▶ _EXERCISE DESCRIPTION_: Would you output the whole listing below, exactly as it reads?

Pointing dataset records
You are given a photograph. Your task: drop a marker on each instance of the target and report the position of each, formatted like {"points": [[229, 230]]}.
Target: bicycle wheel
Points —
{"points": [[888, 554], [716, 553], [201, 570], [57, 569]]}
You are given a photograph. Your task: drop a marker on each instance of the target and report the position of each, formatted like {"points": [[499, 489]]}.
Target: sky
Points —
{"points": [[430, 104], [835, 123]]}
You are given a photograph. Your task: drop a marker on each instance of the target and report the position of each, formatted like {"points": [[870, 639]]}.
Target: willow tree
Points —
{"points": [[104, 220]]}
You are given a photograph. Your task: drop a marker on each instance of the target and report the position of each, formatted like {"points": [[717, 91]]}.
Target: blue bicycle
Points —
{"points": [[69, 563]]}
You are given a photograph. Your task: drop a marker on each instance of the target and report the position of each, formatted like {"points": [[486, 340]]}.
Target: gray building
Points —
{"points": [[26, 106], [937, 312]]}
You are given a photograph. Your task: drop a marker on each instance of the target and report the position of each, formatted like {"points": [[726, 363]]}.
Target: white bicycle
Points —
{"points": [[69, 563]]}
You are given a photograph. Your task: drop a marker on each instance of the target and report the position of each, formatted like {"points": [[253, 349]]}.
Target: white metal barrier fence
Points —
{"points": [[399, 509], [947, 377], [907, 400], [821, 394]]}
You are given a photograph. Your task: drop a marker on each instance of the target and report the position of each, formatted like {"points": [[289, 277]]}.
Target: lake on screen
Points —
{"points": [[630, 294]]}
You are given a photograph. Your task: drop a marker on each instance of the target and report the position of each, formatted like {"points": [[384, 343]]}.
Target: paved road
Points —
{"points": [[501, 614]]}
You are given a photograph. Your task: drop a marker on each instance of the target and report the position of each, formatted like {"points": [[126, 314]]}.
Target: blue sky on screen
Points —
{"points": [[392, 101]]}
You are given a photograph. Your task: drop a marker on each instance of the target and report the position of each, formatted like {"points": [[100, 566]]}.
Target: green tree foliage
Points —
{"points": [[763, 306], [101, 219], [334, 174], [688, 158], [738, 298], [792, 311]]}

▶ _EXPECTED ANSWER_:
You are given a photograph. Your task: drop a marker on each instance of the target and report the position of each, formatted like {"points": [[229, 230]]}.
Target: bicycle wheel
Points —
{"points": [[888, 554], [716, 553], [201, 570], [57, 569]]}
You are given a photograph. Your task: drop a marker on each instance of the target and report the position of each, formatted like {"points": [[499, 489]]}.
Target: sky
Points —
{"points": [[430, 104], [835, 123]]}
You are given a photograph. Your task: drop a marker on each instance of the target and report the position of each, formatted like {"points": [[870, 639]]}.
Target: willow tree
Points —
{"points": [[104, 220]]}
You are given a photograph. Your task: drop a marker on each instance of the target and report the position of each, formatted like {"points": [[717, 91]]}.
Target: blue bicycle
Points —
{"points": [[69, 563]]}
You are given a photograph. Your task: drop a marker on each instance of the target and report the position of each, formatted like {"points": [[486, 340]]}.
Target: gray building
Points —
{"points": [[26, 106], [937, 312]]}
You are given a photograph. Your task: drop a marker on each instance of the target and report the position of each, formatted like {"points": [[726, 363]]}.
Target: white bicycle
Points —
{"points": [[69, 563]]}
You are given a photograph. Your task: drop a marker on each instance of the target and report the position of each, formatted like {"points": [[253, 349]]}.
Target: white metal barrier fence
Points —
{"points": [[399, 509], [947, 377], [907, 400], [821, 394]]}
You are given a photograph. Your task: drop a marker on each instance of the target and report the position of each, formatted like {"points": [[289, 277]]}.
Target: lake on screen
Points —
{"points": [[630, 294]]}
You are given a photograph. Your task: drop a marker on each instance of the target and report the position of each, formatted like {"points": [[384, 343]]}.
Target: paved road
Points —
{"points": [[501, 614]]}
You are given a photograph. Your task: drop a marker on each instance of the target and report the position of each, formatted like {"points": [[126, 314]]}.
Target: blue sky on screen
Points —
{"points": [[392, 101]]}
You are given a photograph. Your task: drop a marker on each instance of the target and report the position of each, formatted like {"points": [[100, 566]]}.
Target: green tree foliage
Points —
{"points": [[763, 306], [101, 219], [334, 174], [688, 158], [738, 298], [792, 311]]}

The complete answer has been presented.